◆ **Problem statement**
Each entry that follows must be output without any deviation.

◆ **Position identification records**
_ _ _ _ _ _ _

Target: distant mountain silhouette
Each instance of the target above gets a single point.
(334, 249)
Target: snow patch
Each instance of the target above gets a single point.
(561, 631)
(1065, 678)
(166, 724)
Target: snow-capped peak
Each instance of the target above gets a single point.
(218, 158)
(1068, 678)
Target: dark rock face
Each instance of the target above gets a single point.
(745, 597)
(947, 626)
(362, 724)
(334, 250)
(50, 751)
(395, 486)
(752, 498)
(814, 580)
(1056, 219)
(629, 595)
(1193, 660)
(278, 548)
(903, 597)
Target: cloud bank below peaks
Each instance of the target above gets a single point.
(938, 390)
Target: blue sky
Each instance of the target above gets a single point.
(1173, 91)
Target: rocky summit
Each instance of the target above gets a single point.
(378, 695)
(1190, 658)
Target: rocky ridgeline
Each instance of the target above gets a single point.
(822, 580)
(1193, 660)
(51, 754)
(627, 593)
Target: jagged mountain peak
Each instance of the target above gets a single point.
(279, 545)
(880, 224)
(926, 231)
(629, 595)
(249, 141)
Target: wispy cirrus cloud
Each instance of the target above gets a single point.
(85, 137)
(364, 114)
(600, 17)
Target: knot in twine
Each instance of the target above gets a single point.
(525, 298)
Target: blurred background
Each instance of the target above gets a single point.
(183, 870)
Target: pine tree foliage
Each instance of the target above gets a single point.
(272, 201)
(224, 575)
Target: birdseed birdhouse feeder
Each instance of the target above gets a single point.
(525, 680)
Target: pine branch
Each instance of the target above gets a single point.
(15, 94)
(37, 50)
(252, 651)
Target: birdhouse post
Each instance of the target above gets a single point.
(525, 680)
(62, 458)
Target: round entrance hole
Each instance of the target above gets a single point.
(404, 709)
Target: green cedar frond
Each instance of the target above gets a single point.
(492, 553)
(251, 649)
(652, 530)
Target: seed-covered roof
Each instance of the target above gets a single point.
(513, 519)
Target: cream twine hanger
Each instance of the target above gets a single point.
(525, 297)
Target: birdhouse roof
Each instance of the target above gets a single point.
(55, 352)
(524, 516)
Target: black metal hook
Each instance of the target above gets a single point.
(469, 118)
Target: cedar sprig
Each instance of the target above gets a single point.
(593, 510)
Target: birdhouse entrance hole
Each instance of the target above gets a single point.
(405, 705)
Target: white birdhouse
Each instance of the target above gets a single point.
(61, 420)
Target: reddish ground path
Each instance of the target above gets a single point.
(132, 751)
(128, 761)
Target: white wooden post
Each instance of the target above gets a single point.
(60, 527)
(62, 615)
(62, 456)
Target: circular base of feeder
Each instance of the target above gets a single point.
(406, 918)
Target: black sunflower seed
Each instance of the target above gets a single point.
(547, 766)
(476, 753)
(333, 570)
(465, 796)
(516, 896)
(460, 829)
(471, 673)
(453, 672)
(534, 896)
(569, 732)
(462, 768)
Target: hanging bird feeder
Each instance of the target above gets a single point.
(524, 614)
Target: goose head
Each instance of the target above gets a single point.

_ _ _ _ _ _ _

◆ **Solved exercise**
Target: distant mountain silhouette
Each instance of the target above gets a single point.
(334, 249)
Target: snow patch
Each instance of the target above gets a single point.
(561, 631)
(1065, 678)
(166, 724)
Target: snow-capped peak
Each instance of the target above gets a single point.
(218, 158)
(1068, 678)
Target: dark rock face
Each instance of the target above gets a single point.
(745, 597)
(947, 626)
(362, 724)
(334, 250)
(50, 751)
(395, 486)
(752, 498)
(814, 580)
(1056, 219)
(629, 595)
(1193, 660)
(278, 548)
(903, 597)
Target: cloud bank below peaks
Each instance of the target above gets a single point.
(938, 390)
Target: blue sky
Each instance of the target above gets a single point.
(1173, 91)
Target: rocky summit
Each instance of the target above gets a single point.
(378, 695)
(1190, 658)
Target: rocky ridgeline
Each instance of the target above gets a single point.
(822, 580)
(1193, 660)
(51, 754)
(627, 593)
Target: jagged mountain peak
Each instance of the target above gets a single point.
(279, 545)
(880, 224)
(926, 231)
(629, 595)
(249, 141)
Target: wispy cirrus cloud
Each instance of the target above gets a single point.
(85, 137)
(364, 114)
(600, 17)
Target: knot in twine
Each instance of the target above gets a single point.
(525, 298)
Target: blurred background
Each instance of the target above gets a single point.
(183, 870)
Target: pine tree foliage
Each instance of the target above gets a single point.
(272, 201)
(224, 575)
Target: birdseed birdhouse feeder
Each instance of the target above gets a single point.
(525, 680)
Target: pine branch
Each instance of the target above gets a single point.
(15, 94)
(37, 50)
(252, 651)
Target: birdhouse post
Each instance of the target above gets a single point.
(525, 680)
(62, 458)
Target: round entrance hole
Each instance of the target above gets a single point.
(404, 709)
Target: green cedar frond
Each instance of the target above gets a single point.
(492, 553)
(251, 649)
(652, 530)
Target: seed-covered roof
Each instance of the target above gets a single point.
(513, 519)
Target: cream twine hanger
Each instance of the target above gets a single point.
(525, 297)
Target: birdhouse roof
Each instance of the target above gets a single point.
(55, 352)
(524, 516)
Target: black metal hook
Each instance of the target above gets a single point.
(469, 118)
Target: cedar sprig
Each instance of the target above gets a single point.
(593, 510)
Target: birdhouse entrance hole
Each instance of the target above gets a single point.
(405, 705)
Target: white birdhouse
Each instance of the target above gets a single point.
(61, 420)
Target: reddish ground path
Each instance of the target above gets a single point.
(132, 751)
(128, 761)
Target: white wooden post
Each instance of the target above gets a single point.
(60, 527)
(62, 615)
(62, 456)
Target: circular base of feeder
Each instance of the target above gets a single point.
(406, 918)
Target: black sunflower seed
Each instance of the target above gets a single point.
(547, 766)
(476, 753)
(333, 570)
(465, 796)
(516, 896)
(460, 829)
(471, 673)
(453, 672)
(534, 896)
(569, 732)
(462, 768)
Target: hanging bird feeder
Each instance of the target above gets a single point.
(524, 614)
Target: goose head
Each instance of the target above gets a single point.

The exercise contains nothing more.